■ **Required action**
Continue the news report on the death of Prince from the point at which it stops.

======== Supplied text ========

Compiled Various News Sources

CHANHASSEN, MN
Prince  Rogers Nelson, better know as “Prince,” died  April  21 at age 57. Over his long career Prince evolved into one of the most productive and  highly regarded  pop music artists in modern times. Prince was found dead in an elevator in  the Paisley Park complexness in Chanhassen, his hometown, near Minneapolis, where he worked and lived.
The complex may be  converted into a museum, according members of his family and friends.

There is no clear explanation  for Prince’s  death, according to local police and a medical examiner, who said there were no signs of violence or suicide. It may take weeks for the preliminary findings of the autopsy which was performed a day after he  was found  dead to be made public,. Two days after he was found dead, Prince, a Jehovah’s Witness,he was cremated. A memorial service was held where about 90 people attended. Including close friends and family. Prince’s death has triggered world-wide attention to his legacy  as the color purple his signature color shaded well known structures such as the Empire State building, the Eiffel Tower and the Superdome.

News reports have centered on the activities of Prince prior to his untimely demise. According to his brother Maurice Phillips, Prince had worked 154 hours straight before he died. Philips said he would not reveal the project. A week before he died, according to various news reports, Prince’s private jet made an emergency landing in Moline, Illinois, hours after he performed in Atlanta. At that time, his representatives  said he was battling the flu. His  plane, according to the TMZ news outlet, which broke the story,  was only 48 minutes from home before the unscheduled landing.

======== Entries supplied ========

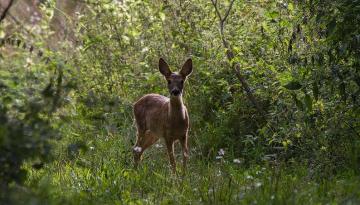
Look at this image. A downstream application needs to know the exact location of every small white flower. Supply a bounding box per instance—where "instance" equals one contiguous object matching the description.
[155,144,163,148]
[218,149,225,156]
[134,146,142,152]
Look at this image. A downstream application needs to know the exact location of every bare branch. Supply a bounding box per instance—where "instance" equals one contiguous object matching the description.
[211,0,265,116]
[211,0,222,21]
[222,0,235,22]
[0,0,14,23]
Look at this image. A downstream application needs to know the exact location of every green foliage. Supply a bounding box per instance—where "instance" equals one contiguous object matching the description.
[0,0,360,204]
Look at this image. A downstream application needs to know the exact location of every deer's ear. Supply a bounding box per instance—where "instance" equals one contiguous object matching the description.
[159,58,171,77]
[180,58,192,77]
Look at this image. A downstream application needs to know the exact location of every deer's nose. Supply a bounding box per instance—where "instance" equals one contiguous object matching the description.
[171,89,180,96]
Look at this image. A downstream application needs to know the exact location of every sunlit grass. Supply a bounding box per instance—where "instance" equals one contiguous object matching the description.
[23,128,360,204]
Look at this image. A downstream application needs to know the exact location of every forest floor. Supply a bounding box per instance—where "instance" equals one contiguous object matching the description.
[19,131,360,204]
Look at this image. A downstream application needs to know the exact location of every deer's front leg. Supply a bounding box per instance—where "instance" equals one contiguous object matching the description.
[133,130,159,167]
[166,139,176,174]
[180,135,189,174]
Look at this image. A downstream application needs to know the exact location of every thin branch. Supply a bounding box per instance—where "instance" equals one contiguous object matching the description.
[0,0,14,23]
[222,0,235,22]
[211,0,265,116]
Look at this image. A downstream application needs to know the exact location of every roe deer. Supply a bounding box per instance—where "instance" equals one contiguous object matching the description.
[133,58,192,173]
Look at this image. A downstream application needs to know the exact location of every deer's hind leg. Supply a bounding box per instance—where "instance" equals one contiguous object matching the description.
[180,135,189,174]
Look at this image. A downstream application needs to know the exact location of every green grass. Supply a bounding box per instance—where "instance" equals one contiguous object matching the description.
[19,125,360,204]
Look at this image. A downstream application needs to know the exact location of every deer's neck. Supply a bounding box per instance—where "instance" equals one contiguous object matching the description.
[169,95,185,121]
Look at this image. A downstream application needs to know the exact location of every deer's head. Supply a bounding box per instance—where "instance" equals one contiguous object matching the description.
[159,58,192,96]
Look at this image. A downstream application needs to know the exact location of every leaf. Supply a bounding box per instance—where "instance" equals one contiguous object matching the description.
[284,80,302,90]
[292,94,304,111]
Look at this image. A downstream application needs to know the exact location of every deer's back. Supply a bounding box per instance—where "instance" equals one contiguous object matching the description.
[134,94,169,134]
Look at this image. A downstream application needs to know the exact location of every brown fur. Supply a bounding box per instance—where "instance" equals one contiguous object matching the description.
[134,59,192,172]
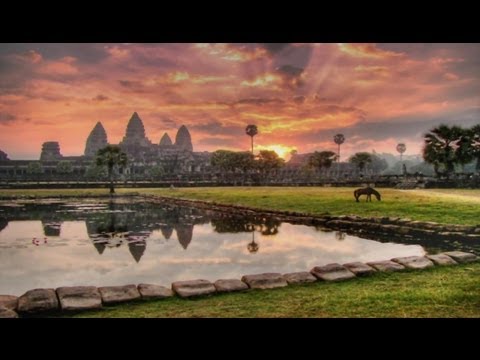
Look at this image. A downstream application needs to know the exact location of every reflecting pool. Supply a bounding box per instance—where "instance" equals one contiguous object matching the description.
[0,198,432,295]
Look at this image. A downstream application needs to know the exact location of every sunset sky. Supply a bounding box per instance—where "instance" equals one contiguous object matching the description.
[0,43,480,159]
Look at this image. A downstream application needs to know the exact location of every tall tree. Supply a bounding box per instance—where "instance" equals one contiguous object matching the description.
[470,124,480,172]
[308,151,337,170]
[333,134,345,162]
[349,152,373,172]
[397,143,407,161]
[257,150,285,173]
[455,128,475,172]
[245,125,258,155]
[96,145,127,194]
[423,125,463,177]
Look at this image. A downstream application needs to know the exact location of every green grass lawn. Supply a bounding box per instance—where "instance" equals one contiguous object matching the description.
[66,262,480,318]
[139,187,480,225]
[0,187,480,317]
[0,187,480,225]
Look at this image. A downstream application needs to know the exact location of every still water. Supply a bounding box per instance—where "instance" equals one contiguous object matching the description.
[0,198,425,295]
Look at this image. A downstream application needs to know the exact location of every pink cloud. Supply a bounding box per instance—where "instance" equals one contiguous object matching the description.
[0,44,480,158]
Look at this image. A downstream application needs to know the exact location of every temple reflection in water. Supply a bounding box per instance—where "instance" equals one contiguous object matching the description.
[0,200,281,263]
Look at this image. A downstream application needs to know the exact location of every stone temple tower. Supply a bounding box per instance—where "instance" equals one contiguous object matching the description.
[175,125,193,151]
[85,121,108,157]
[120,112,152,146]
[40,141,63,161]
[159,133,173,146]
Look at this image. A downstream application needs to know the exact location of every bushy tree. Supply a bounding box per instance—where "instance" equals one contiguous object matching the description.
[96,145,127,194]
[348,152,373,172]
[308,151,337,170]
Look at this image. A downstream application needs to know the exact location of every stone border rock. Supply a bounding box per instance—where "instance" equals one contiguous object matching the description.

========

■ **Answer box**
Multiple sources in Moline told TMZ, Prince was rushed to a hospital and doctors gave him a “save shot” … typically administered to counteract the effects of an opiate.
Sources further say doctors advised Prince to stay in the hospital for 24 hours. However, the singer was released three hours after arrival, reportedly because there were no private rooms available. Prince was out and about prior to his death on April 21 and attended some social events.

According to a story on his death in the New York Times “Prince was a man bursting with music – a wildly prolific songwriter, a virtuoso on guitars, keyboards and drums and a master architect of funk, rock, R&B and pop, even as his music defied genres.” From the late 1970s when his career began until his last solo “Piano & a Microphone” tour this year, he was acclaimed as a sex symbol, a musical prodigy and an artist who shaped his career his way, often battling with accepted music-business practices.’

A seven-time Grammy winner, Prince had Top 10 hits like “Little Red Corvette,” “When Doves Cry,” “Let’s Go Crazy,” “Kiss” and “The Most Beautiful Girl in the World;” albums like “Dirty Mind,” “1999” and “Sign O’ the Times” were full-length statements. His songs also became hits for others, among them “Nothing Compares 2 U” for Sinead O’Connor, “Manic Monday” for the Bangles and “I Feel for You” for Chaka Khan. With the 1984 film and album “Purple Rain,” he told a fictionalized version of his own story: biracial, gifted, and ambitious. The film’s music won him an Academy Award, and the album sold more than 13 million copies in the United States alone.

President Barack  Obama said,  “Few artists have influenced the sound and trajectory of popular music more distinctly, or touched quite so many people with their talent.”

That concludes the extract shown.